## Excerpt to read
-*-
A wave of seemingly inexorable nudity, illicit drugs and a grin of burnished silver that sends shudders down the spine. A superficial scrutiny would see Harmony Korine’s Spring Breakers as a repetitive, mindless and downright offensive piece of film, but in reality, it touches on far more than that. Korine’s deliberate dabbling’s are to be commended. The complexity of this film will be utterly underappreciated (shifting focus to more divisive disputes), however this remains Korine’s intent: to make us pay for our pleasures.

Provocative heroines Candy (Vanessa Hudgens), Brit (Ashley Benson) and Cotty (Rachel Korine) are engaging despite their shallow depravity and overall idiocies. The girls desperation to further tarnish their good graces by attending Spring Break heightens as they rob a local store to expand their cash dollars. In a bid to lead others into temptation, they lure their goodie-two-shoes friend, Faith (Selena Gomez) to Florida in search of the spiritual awakening that Spring Break righteously ratifies. After a week rife with debauchery, the girls are arrested for narcotics possession. Unable to afford bail, their savior appears in the form of a slightly sullied, super sleazy gangster guardian angel. Alien (James Franco) takes the girls under his dysfunctional (and somewhat ludicrous) wing, exposing them to a life of guns, exuberance and body parts bouncing in slo-mo (Spring Break Y’aaaaalllll!)
-*-
## Recorded data

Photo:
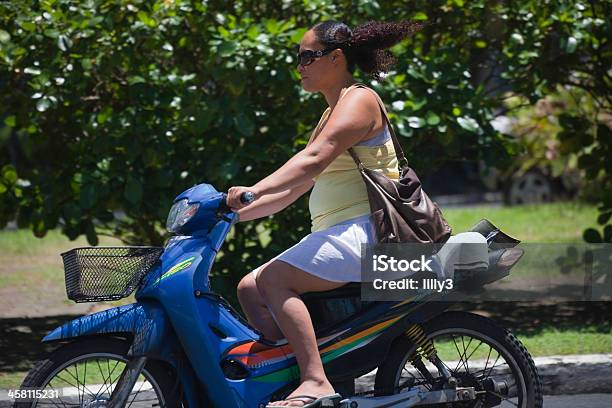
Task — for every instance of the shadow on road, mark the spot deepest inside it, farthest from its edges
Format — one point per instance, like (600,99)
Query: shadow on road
(20,338)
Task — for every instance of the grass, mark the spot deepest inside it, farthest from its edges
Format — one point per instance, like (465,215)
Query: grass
(548,342)
(560,222)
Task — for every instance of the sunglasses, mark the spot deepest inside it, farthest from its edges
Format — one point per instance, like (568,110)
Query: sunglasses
(307,57)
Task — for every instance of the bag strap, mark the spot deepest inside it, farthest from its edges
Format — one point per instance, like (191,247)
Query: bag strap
(399,152)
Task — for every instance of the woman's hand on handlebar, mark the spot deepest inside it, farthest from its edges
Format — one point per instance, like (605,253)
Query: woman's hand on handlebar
(234,195)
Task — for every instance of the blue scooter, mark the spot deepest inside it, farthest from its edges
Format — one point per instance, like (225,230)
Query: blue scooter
(181,344)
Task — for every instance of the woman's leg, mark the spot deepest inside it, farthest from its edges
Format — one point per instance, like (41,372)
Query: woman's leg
(280,285)
(255,309)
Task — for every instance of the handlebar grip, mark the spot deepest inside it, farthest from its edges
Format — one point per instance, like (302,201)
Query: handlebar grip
(247,197)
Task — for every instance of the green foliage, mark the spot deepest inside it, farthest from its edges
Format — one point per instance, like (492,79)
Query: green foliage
(110,107)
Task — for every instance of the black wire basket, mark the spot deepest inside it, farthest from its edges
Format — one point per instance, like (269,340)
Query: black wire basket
(95,274)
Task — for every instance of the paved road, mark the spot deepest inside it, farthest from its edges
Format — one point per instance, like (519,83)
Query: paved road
(556,401)
(578,401)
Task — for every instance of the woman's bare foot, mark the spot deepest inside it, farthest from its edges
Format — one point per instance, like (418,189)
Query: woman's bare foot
(307,387)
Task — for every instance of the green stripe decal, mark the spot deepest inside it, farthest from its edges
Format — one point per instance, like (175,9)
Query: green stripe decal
(292,373)
(176,268)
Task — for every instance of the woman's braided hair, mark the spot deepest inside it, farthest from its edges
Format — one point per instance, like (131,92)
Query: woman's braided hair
(364,46)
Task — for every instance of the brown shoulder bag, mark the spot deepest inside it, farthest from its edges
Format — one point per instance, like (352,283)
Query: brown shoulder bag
(401,211)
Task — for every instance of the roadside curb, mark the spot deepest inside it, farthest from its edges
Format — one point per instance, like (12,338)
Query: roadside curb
(561,375)
(575,374)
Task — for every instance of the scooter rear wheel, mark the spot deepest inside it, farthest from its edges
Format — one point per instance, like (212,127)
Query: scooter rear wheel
(486,357)
(85,373)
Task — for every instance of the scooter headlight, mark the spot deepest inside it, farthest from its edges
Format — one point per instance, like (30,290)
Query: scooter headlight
(180,213)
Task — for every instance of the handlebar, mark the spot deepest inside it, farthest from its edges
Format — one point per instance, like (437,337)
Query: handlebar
(246,197)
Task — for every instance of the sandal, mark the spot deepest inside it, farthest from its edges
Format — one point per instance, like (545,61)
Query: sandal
(327,401)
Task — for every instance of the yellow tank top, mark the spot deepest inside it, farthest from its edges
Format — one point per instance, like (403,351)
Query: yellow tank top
(339,192)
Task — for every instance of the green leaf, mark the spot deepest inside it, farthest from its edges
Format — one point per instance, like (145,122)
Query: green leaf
(432,119)
(415,122)
(90,233)
(43,104)
(28,26)
(468,123)
(136,79)
(88,196)
(604,218)
(9,174)
(64,42)
(104,115)
(244,125)
(133,190)
(10,121)
(608,233)
(4,36)
(253,32)
(591,235)
(227,48)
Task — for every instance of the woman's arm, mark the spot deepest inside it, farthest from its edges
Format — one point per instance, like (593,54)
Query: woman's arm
(351,119)
(273,203)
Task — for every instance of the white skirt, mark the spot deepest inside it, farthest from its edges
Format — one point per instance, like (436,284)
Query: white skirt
(333,254)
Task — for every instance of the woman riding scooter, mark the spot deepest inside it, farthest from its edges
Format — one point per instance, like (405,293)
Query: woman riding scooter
(329,256)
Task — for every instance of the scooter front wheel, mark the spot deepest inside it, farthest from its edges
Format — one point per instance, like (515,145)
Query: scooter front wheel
(84,373)
(476,352)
-*-
## Problems
1. Rewrite the records starting at the line that contains "Task — for every instance of the yellow" and ending at the end of the records, replacing "scooter" with "moped" and leaving everything else unchanged.
2. Carry on the Spring Breakers review from where it stops.

## Per-task answers
1.
Task — for every instance of the yellow tank top, mark the spot deepest inside it, farthest from its edges
Format — one point per instance, like (403,351)
Query: yellow tank top
(339,192)
Task — for every instance of the green leaf, mark the spot deepest inside it, farthest from its edges
Format — one point per instance, like (145,122)
Query: green leaf
(432,119)
(415,122)
(90,233)
(43,104)
(28,26)
(468,123)
(136,79)
(88,196)
(604,218)
(9,174)
(64,42)
(104,115)
(244,125)
(133,190)
(10,121)
(608,233)
(4,36)
(253,32)
(591,235)
(227,48)
Task — for every instance of the woman's arm, mark the spot deepest inside it, farthest from its edges
Format — one point per instance, like (593,54)
Query: woman's arm
(351,119)
(273,203)
Task — for every instance of the white skirt, mark the spot deepest inside it, farthest from its edges
Format — one point per instance, like (436,284)
Query: white skirt
(333,254)
Task — for every instance of the woman riding moped, mark the spot deepest inside it, farthest from its edges
Format — one point per instance, like (405,293)
Query: woman riding moped
(329,256)
Task — for every instance of the moped front wheel, mark the spot deepest inside it, farthest from its edges
Format — one point per instance, like (515,145)
Query: moped front wheel
(84,373)
(476,352)

2.
What a lot of viewers will fail to see in this satirical exploration is the gesture it makes in regards to the American Dream (or lack there of it). The nudity is not intended for offence or exploitation, it serves a purpose. The film manifests a void that is not only evident in the characters, but with all Korine’s filmic trickery isolates viewers. The use of excessive repetitive shots, eerily similar voiceovers and slow motion serves as a mechanism for confusion and bore. This is a film you are not supposed to connect with on a surface value; it is a shallow depiction of decadent dissolution aimed to make viewers feel uncomfortable and disconnected. The exclusion intends to form the same emptiness that is so ingrained in the characters. It epitomizes the disintegration of the American Dream machine; this social idealism is a hollow shell in the modern age. The girls dream was to revel in the indifference of a life with zero repercussions at Spring Break. However, throughout the duration of the movie, nothing really happens (intentionally so). How better to portray the void that is the American Dream than through a seemingly hollow film?

I predict the sobering subjects that serve as the films skeleton will cause chaos and uproar, but do not be misinformed; there is more to Spring Breakers than meets the eye.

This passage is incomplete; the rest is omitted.